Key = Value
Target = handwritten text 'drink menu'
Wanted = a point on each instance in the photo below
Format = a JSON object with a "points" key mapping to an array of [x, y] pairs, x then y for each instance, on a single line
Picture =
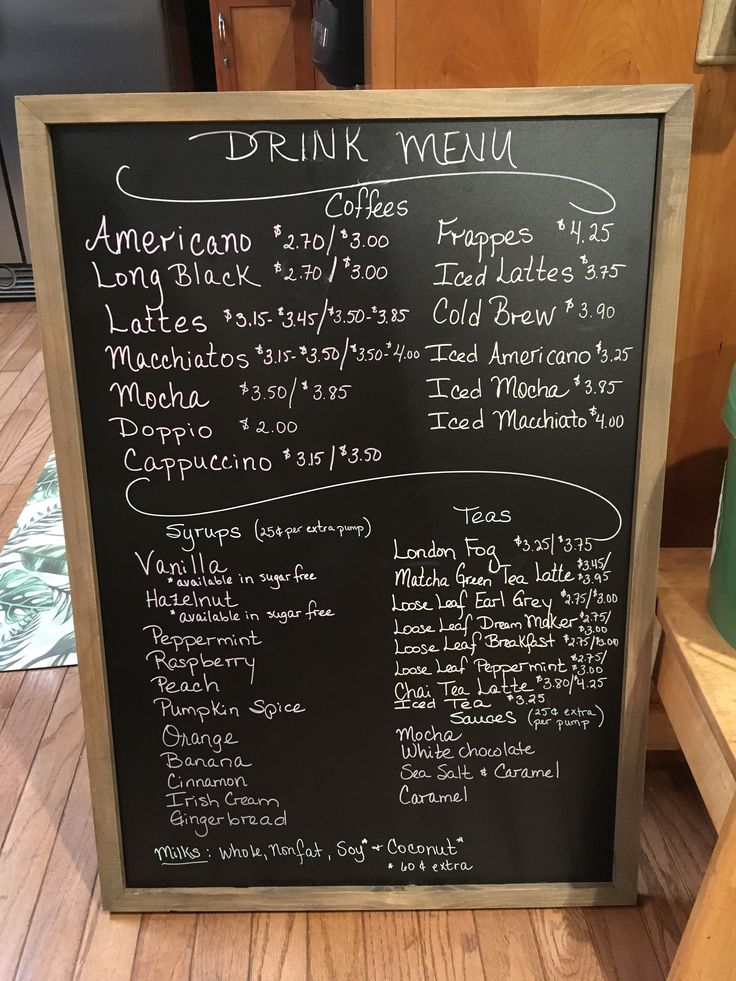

_ _ _ _ _ _ _

_Aim of the exercise_: Retype every line of the listing above with nothing changed, and leave the picture out of your copy.

_Response for this exercise_:
Key = Value
Target = handwritten text 'drink menu'
Wanted = a point on each instance in the photo below
Format = a JSON object with a "points" key mapping to an array of [x, y] pairs, x then y for each instance, on a single line
Picture =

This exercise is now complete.